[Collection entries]
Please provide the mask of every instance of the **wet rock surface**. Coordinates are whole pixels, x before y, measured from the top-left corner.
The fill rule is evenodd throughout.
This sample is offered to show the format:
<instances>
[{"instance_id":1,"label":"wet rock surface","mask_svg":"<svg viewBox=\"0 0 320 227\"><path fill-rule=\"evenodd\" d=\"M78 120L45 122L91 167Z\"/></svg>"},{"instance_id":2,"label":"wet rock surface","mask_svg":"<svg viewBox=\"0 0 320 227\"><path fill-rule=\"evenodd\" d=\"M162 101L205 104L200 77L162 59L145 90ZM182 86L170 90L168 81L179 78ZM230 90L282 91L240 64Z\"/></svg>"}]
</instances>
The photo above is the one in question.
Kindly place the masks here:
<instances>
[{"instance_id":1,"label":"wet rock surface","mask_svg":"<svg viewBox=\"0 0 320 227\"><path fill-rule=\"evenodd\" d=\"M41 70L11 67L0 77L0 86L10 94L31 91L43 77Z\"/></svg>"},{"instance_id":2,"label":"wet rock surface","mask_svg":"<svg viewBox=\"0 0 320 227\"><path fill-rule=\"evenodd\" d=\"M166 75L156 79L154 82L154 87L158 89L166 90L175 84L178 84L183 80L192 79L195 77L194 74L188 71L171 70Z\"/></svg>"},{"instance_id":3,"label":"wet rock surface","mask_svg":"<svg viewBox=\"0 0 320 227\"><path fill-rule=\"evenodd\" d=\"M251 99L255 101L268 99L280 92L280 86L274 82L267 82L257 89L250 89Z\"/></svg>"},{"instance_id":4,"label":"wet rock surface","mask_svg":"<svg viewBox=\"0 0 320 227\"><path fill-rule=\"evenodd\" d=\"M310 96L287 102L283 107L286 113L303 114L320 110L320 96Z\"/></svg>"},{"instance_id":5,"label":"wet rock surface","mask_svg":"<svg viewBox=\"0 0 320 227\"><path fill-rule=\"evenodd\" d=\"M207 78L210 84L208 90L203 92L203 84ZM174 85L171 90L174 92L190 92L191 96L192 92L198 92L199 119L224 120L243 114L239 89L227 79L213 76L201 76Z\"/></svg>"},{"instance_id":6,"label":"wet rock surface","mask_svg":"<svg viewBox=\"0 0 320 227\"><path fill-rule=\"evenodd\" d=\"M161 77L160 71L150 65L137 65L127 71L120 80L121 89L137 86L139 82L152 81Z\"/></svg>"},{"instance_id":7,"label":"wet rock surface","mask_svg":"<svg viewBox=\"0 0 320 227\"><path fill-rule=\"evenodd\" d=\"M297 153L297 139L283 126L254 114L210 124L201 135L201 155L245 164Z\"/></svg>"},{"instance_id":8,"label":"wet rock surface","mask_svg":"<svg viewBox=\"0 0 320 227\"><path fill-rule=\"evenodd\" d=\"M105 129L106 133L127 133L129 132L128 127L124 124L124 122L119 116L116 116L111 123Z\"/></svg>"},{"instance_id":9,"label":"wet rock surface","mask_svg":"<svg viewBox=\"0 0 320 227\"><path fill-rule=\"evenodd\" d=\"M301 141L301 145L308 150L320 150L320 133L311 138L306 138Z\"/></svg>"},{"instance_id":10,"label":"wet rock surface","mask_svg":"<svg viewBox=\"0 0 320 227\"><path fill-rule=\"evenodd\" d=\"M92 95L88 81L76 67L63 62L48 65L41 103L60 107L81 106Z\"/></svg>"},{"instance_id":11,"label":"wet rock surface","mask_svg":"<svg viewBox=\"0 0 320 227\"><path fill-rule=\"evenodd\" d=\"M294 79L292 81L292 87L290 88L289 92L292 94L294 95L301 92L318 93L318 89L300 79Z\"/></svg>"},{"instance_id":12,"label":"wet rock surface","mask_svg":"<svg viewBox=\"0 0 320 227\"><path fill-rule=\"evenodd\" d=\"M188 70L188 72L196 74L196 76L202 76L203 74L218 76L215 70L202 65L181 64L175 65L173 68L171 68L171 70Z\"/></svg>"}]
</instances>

What to work on:
Rewrite the lines of all the rows above as a Markdown table with two columns, Line No. and Content. Number each line and leave out any blank lines.

Response:
| Line No. | Content |
|---|---|
| 1 | Please provide the mask of every instance of the **wet rock surface**. Coordinates are whole pixels, x before y, measured from the top-left corner. |
| 2 | The fill rule is evenodd throughout. |
| 3 | This sample is offered to show the format: |
| 4 | <instances> |
| 5 | [{"instance_id":1,"label":"wet rock surface","mask_svg":"<svg viewBox=\"0 0 320 227\"><path fill-rule=\"evenodd\" d=\"M78 120L45 122L91 167Z\"/></svg>"},{"instance_id":2,"label":"wet rock surface","mask_svg":"<svg viewBox=\"0 0 320 227\"><path fill-rule=\"evenodd\" d=\"M162 101L205 104L200 77L162 59L145 90ZM182 86L170 90L168 81L179 78ZM230 90L282 91L240 64Z\"/></svg>"}] |
| 6 | </instances> |
| 7 | The photo above is the one in question. |
| 8 | Kindly place the masks here: |
| 9 | <instances> |
| 10 | [{"instance_id":1,"label":"wet rock surface","mask_svg":"<svg viewBox=\"0 0 320 227\"><path fill-rule=\"evenodd\" d=\"M41 70L11 67L0 77L0 86L10 94L31 91L43 77Z\"/></svg>"},{"instance_id":2,"label":"wet rock surface","mask_svg":"<svg viewBox=\"0 0 320 227\"><path fill-rule=\"evenodd\" d=\"M166 75L156 79L154 82L154 87L158 89L166 90L175 84L178 84L183 80L192 79L195 77L194 74L188 71L171 70Z\"/></svg>"},{"instance_id":3,"label":"wet rock surface","mask_svg":"<svg viewBox=\"0 0 320 227\"><path fill-rule=\"evenodd\" d=\"M251 99L255 101L268 99L280 92L280 86L274 82L267 82L257 89L250 89Z\"/></svg>"},{"instance_id":4,"label":"wet rock surface","mask_svg":"<svg viewBox=\"0 0 320 227\"><path fill-rule=\"evenodd\" d=\"M310 96L287 102L283 107L286 113L303 114L320 110L320 96Z\"/></svg>"},{"instance_id":5,"label":"wet rock surface","mask_svg":"<svg viewBox=\"0 0 320 227\"><path fill-rule=\"evenodd\" d=\"M207 78L210 84L208 90L203 92L203 84ZM174 85L171 90L174 92L190 92L191 96L192 92L198 92L199 119L224 120L243 114L239 89L227 79L213 76L201 76Z\"/></svg>"},{"instance_id":6,"label":"wet rock surface","mask_svg":"<svg viewBox=\"0 0 320 227\"><path fill-rule=\"evenodd\" d=\"M161 77L160 71L150 65L137 65L127 71L120 80L121 89L137 86L139 82L152 81Z\"/></svg>"},{"instance_id":7,"label":"wet rock surface","mask_svg":"<svg viewBox=\"0 0 320 227\"><path fill-rule=\"evenodd\" d=\"M297 153L297 139L283 126L254 114L210 124L201 135L201 155L245 164Z\"/></svg>"},{"instance_id":8,"label":"wet rock surface","mask_svg":"<svg viewBox=\"0 0 320 227\"><path fill-rule=\"evenodd\" d=\"M105 129L106 133L127 133L129 132L128 127L124 124L124 122L119 116L116 116L111 123Z\"/></svg>"},{"instance_id":9,"label":"wet rock surface","mask_svg":"<svg viewBox=\"0 0 320 227\"><path fill-rule=\"evenodd\" d=\"M301 141L301 145L308 150L320 150L320 133L311 138L306 138Z\"/></svg>"},{"instance_id":10,"label":"wet rock surface","mask_svg":"<svg viewBox=\"0 0 320 227\"><path fill-rule=\"evenodd\" d=\"M92 95L88 81L76 67L63 62L48 65L41 103L60 107L81 106Z\"/></svg>"},{"instance_id":11,"label":"wet rock surface","mask_svg":"<svg viewBox=\"0 0 320 227\"><path fill-rule=\"evenodd\" d=\"M294 79L292 81L292 87L290 88L289 92L292 94L294 95L301 92L318 93L318 89L300 79Z\"/></svg>"},{"instance_id":12,"label":"wet rock surface","mask_svg":"<svg viewBox=\"0 0 320 227\"><path fill-rule=\"evenodd\" d=\"M188 70L188 72L196 74L196 76L202 76L203 74L218 76L215 70L202 65L181 64L175 65L173 68L171 68L171 70Z\"/></svg>"}] |
| 11 | </instances> |